Kanal

Dia Gesang, yang Diberi Hidup

Pengantar:

Di bawah ini adalah tulisan lama, terbit pada sekitar kejayaan media cetak harian, koran. Isinya tentang orang-orang yang mendahului kita pulang ke asal, ke Tanah yang Kekal, Kampung Akhirat. Sebagaimana kelaziman eranya, terbit sehari kemudian. Tak ada niat lain kecuali mungkin bisa berguna untuk mengenang saat-saat itu, atau meneladani jejak-jejak yang telah mereka tapak. Redaksi. 

——————

Tetapi, dari senyum di wajah yang ditinggalkannya, kita berharap almarhum Gesang memang mengingatnya. Barangkali saja, dalam sekitar sepekan sakitnya, aneka rupa pengalaman masa lalu terlintas, membayang di benak. Yang melahirkan senyum pertanda kepuasan seorang hamba atas amanat kehidupan yang tunai tuntas. Senyum bangga akan pemenuhan janji, “Akan kutinggalkan warisan abadi.”

“Sekali ku hidup, sekali ku mati,

Aku dibesarkan di Bumi Pertiwi,

Akan kutinggalkan warisan abadi,

Semasa hidupku sebelum aku mati.” [“Sebelum Aku Mati”, ciptaan Gesang]

Kita tak pernah tahu, adakah Gesang sempat mengingat bait-bait lirik lagu ciptaannya itu sebelum Malaikat Maut datang menjemput. Lembut, bersama kian terbatasnya udara memasuki rongga dada. Ketiadaan hawa yang kemarin, Kamis [20/5/2010]  petang kemudian merenggut nyawa.

“Almarhum berpulang karena infeksi pernapasan. Itu membuat pasokan oksigen ke jantung dan paru-paru sangat berkurang,” kata Suryo Aribowo, salah seorang dokter yang menangani sakitnya.

Tetapi, dari senyum di wajah yang ditinggalkannya, kita berharap almarhum Gesang memang mengingatnya. Barangkali saja, dalam sekitar sepekan sakitnya, aneka rupa pengalaman masa lalu terlintas, membayang di benak. Yang melahirkan senyum pertanda kepuasan seorang hamba atas amanat kehidupan yang tunai tuntas. Senyum bangga akan pemenuhan janji, “Akan kutinggalkan warisan abadi.”

Barangkali, senyum itu pun merupakan ungkapan terima kasih atas kesempatan kedua yang diberikan Illahi. Kita tahu, di masa kanak-kanak ia bernama Sutadi. Ringkih, sakit-sakitan, dan sempat hampir mati. Hingga kemudian kedua orang tuanya, mendiang Martodihardjo dan Sumidah, sepakat mengganti namanya. Gesang Martohartono. Gesang, kita tahu, dalam bahasa Jawa halus berarti kehidupan. Dan, karena pemberian nama merupakan doa, al ismu ad-du’a, kehendak yang dipanjatkan kedua orang tua yang penuh kasih itu pun dijawab-Nya kemarin. Gesang berpulang setelah 93 tahun mengemban amanat kehidupan.

──────────

» Persyaratan
Bisakah Anda menulis ulang bagian tulisan tentang Gesang yang diawali kata-kata "Semasa hidupku sebelum" dan diakhiri "yang menangani sakitnya.", dengan mengganti sebutan "petang" menjadi "sore"?

» Data Tersimpan
──────────

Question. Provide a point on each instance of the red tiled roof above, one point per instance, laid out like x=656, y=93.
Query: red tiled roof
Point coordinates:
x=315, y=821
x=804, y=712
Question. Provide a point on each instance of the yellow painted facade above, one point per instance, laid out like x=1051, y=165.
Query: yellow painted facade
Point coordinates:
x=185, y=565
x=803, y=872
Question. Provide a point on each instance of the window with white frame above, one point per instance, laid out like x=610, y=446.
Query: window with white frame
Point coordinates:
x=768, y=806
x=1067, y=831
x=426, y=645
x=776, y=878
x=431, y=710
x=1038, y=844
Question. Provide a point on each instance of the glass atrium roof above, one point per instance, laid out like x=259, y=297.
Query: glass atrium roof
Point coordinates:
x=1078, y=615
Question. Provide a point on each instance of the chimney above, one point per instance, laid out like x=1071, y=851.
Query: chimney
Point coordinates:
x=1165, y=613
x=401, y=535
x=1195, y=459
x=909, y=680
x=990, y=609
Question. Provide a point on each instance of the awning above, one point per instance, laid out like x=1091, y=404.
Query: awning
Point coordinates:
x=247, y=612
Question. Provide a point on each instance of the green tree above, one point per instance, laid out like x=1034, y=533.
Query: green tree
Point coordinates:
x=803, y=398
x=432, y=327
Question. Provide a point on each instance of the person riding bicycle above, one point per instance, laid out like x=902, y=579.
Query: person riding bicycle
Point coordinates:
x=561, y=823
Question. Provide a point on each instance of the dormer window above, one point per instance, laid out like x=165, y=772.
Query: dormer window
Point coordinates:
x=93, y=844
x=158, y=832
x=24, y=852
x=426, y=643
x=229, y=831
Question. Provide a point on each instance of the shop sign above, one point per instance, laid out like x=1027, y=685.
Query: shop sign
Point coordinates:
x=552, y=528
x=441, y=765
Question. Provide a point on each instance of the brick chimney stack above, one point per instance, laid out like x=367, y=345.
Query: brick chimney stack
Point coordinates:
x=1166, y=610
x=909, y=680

──────────

» Hasil Tugas
Semasa hidupku sebelum aku mati.” [“Sebelum Aku Mati”, ciptaan Gesang]

Kita tak pernah tahu, adakah Gesang sempat mengingat bait-bait lirik lagu ciptaannya itu sebelum Malaikat Maut datang menjemput. Lembut, bersama kian terbatasnya udara memasuki rongga dada. Ketiadaan hawa yang kemarin, Kamis [20/5/2010]  sore kemudian merenggut nyawa.

“Almarhum berpulang karena infeksi pernapasan. Itu membuat pasokan oksigen ke jantung dan paru-paru sangat berkurang,” kata Suryo Aribowo, salah seorang dokter yang menangani sakitnya.